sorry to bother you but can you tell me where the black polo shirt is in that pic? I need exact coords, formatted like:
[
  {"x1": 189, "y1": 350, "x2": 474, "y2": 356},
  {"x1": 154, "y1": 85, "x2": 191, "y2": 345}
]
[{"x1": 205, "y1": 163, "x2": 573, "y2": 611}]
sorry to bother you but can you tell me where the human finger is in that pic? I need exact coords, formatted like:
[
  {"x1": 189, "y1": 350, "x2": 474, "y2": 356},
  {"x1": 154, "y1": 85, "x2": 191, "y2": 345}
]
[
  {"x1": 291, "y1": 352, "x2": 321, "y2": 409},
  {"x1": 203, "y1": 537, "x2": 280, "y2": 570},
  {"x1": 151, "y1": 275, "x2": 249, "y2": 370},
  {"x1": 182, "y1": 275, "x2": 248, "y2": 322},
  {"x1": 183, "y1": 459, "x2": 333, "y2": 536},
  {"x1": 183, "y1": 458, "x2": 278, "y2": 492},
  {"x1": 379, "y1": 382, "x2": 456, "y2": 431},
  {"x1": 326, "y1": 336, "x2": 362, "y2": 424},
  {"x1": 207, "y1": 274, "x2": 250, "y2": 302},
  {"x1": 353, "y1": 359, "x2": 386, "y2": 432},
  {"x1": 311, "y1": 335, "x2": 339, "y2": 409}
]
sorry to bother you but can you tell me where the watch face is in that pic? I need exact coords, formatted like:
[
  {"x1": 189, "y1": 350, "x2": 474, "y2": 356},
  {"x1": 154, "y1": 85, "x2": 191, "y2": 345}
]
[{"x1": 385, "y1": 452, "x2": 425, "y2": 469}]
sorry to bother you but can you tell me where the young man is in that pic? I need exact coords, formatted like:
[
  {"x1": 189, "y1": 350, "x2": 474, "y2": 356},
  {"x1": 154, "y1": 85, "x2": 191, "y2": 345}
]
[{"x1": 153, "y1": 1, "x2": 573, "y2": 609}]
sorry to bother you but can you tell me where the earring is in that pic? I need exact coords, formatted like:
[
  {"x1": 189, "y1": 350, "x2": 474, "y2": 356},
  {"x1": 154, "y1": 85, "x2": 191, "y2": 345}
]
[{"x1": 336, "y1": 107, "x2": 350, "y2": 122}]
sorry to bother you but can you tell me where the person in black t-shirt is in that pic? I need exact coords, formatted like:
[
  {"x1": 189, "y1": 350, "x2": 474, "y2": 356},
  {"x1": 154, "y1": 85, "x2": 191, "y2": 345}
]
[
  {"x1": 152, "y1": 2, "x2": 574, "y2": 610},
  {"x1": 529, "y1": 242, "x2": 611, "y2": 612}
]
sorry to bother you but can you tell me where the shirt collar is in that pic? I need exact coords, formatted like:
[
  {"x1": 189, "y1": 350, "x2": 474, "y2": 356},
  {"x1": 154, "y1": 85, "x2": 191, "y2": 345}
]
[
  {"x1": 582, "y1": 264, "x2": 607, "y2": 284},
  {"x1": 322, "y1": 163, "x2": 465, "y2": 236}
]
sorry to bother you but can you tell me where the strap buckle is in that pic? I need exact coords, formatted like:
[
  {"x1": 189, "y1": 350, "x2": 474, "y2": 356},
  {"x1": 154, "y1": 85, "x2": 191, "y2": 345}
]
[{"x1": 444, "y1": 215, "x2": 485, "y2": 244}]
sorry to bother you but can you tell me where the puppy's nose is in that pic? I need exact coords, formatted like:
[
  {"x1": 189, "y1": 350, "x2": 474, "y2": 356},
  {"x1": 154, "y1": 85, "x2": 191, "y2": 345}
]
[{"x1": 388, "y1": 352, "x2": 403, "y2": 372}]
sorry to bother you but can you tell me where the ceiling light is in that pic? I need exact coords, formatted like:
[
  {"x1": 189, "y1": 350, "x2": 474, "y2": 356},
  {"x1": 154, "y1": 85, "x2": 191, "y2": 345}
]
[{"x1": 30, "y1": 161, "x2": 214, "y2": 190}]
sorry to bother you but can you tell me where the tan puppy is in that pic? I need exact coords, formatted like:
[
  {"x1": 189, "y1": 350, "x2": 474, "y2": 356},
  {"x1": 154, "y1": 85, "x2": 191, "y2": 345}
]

· · · · · · ·

Try it | Your task is to restate all of the records above word for word.

Written answer |
sorry to bother you but can you tell me where the black polo shirt is in that pic? I need exact coords, formatted like:
[
  {"x1": 189, "y1": 350, "x2": 474, "y2": 356},
  {"x1": 154, "y1": 85, "x2": 191, "y2": 345}
]
[{"x1": 205, "y1": 163, "x2": 573, "y2": 611}]
sorry to bother you but can you tell me where the human finger is in that pic? I need exact coords, formatted like:
[
  {"x1": 189, "y1": 350, "x2": 474, "y2": 356},
  {"x1": 154, "y1": 85, "x2": 191, "y2": 345}
]
[
  {"x1": 291, "y1": 352, "x2": 321, "y2": 409},
  {"x1": 203, "y1": 537, "x2": 280, "y2": 570},
  {"x1": 151, "y1": 275, "x2": 249, "y2": 370},
  {"x1": 182, "y1": 275, "x2": 248, "y2": 322},
  {"x1": 183, "y1": 459, "x2": 333, "y2": 536},
  {"x1": 183, "y1": 458, "x2": 278, "y2": 492},
  {"x1": 379, "y1": 382, "x2": 456, "y2": 431},
  {"x1": 326, "y1": 336, "x2": 362, "y2": 424},
  {"x1": 207, "y1": 274, "x2": 250, "y2": 302},
  {"x1": 353, "y1": 359, "x2": 386, "y2": 432},
  {"x1": 311, "y1": 335, "x2": 339, "y2": 409}
]
sorry to bother you but can you tell me where the watch face is in that pic? I need exact coords, formatted like:
[
  {"x1": 189, "y1": 350, "x2": 474, "y2": 356},
  {"x1": 154, "y1": 85, "x2": 191, "y2": 345}
]
[{"x1": 385, "y1": 452, "x2": 425, "y2": 469}]
sorry to bother you but can you tell me where the young man is in that pic? I need exact coords, formatted like:
[
  {"x1": 189, "y1": 350, "x2": 474, "y2": 356},
  {"x1": 154, "y1": 85, "x2": 191, "y2": 345}
]
[{"x1": 153, "y1": 1, "x2": 573, "y2": 609}]
sorry to bother you but can you tell me where the earring is in that pic? I need exact coords, formatted like:
[
  {"x1": 189, "y1": 350, "x2": 474, "y2": 356},
  {"x1": 154, "y1": 85, "x2": 191, "y2": 345}
]
[{"x1": 336, "y1": 107, "x2": 350, "y2": 122}]
sorry to bother you but can you tell me where the person in black t-shirt is in that pic? I need exact coords, formatted like:
[
  {"x1": 189, "y1": 350, "x2": 474, "y2": 356},
  {"x1": 154, "y1": 85, "x2": 191, "y2": 345}
]
[
  {"x1": 152, "y1": 2, "x2": 574, "y2": 610},
  {"x1": 529, "y1": 242, "x2": 611, "y2": 612}
]
sorry to bother you but can you tell me where the shirt collar is in that pic? I need exact coords, formatted like:
[
  {"x1": 189, "y1": 350, "x2": 474, "y2": 356},
  {"x1": 154, "y1": 85, "x2": 191, "y2": 345}
]
[
  {"x1": 582, "y1": 264, "x2": 607, "y2": 284},
  {"x1": 322, "y1": 163, "x2": 465, "y2": 236}
]
sorry to bother you but can you tell me where the strap buckle is in that pic? I need exact coords, formatted like:
[
  {"x1": 189, "y1": 350, "x2": 474, "y2": 356},
  {"x1": 154, "y1": 85, "x2": 191, "y2": 345}
]
[{"x1": 444, "y1": 215, "x2": 485, "y2": 244}]
sorry to bother you but can you tell me where the puppy's nose is in that pic? I need exact coords, formatted like:
[
  {"x1": 189, "y1": 350, "x2": 474, "y2": 356},
  {"x1": 154, "y1": 85, "x2": 191, "y2": 345}
]
[{"x1": 388, "y1": 352, "x2": 403, "y2": 372}]
sorry to bother you but can you tell me where the ceiling light is in that pic? I need exact coords, formatted like:
[
  {"x1": 189, "y1": 350, "x2": 474, "y2": 356},
  {"x1": 154, "y1": 85, "x2": 191, "y2": 345}
]
[{"x1": 30, "y1": 161, "x2": 214, "y2": 190}]
sorry to bother you but can you tell me where the tan puppy is in that pic? I need exact coords, formatted like:
[
  {"x1": 189, "y1": 350, "x2": 474, "y2": 356},
  {"x1": 154, "y1": 85, "x2": 191, "y2": 345}
]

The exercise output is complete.